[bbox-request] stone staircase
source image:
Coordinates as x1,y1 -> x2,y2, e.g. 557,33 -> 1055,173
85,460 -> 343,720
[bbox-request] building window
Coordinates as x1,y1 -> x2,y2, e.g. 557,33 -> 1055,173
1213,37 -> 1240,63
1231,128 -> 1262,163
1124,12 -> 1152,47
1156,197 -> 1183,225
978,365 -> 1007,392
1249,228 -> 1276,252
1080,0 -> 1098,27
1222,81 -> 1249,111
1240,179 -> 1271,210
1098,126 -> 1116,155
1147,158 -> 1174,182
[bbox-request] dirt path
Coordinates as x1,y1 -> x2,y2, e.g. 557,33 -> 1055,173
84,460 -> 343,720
───
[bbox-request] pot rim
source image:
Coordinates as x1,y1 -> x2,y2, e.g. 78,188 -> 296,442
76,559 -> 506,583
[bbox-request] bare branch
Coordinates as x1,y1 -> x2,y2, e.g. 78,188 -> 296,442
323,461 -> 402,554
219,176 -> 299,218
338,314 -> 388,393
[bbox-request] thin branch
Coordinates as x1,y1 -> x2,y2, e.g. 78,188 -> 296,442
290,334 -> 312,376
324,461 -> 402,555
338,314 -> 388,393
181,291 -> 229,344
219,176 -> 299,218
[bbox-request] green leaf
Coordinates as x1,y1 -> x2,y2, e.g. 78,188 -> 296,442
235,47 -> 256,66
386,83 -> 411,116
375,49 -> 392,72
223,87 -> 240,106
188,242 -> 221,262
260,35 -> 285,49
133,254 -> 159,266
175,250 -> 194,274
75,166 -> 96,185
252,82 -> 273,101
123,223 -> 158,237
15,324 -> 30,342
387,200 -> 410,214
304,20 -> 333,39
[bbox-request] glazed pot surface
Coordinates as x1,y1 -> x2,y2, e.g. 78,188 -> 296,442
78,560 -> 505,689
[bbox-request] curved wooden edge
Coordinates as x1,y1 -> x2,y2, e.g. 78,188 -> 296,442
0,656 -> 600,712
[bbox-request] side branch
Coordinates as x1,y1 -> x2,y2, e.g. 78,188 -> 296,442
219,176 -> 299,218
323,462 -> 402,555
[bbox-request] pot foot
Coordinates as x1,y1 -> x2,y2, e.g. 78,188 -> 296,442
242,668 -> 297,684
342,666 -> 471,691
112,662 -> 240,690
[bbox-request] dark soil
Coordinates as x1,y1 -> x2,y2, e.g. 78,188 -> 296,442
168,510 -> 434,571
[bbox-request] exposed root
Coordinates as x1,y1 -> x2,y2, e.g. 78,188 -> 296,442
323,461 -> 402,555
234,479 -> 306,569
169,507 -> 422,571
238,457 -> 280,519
───
▶ **Exercise requirements**: Copy the rows from the line that contains "[bbox-request] exposed root" through the line that contains "238,457 -> 280,519", changing "exposed root" to "surface root" and leaving everything else as it stands. Give only those lines.

▶ **The result**:
[bbox-request] surface root
Coordinates as x1,y1 -> x2,y2, e.g. 78,188 -> 296,442
323,461 -> 402,555
234,479 -> 306,569
169,507 -> 422,571
238,457 -> 280,519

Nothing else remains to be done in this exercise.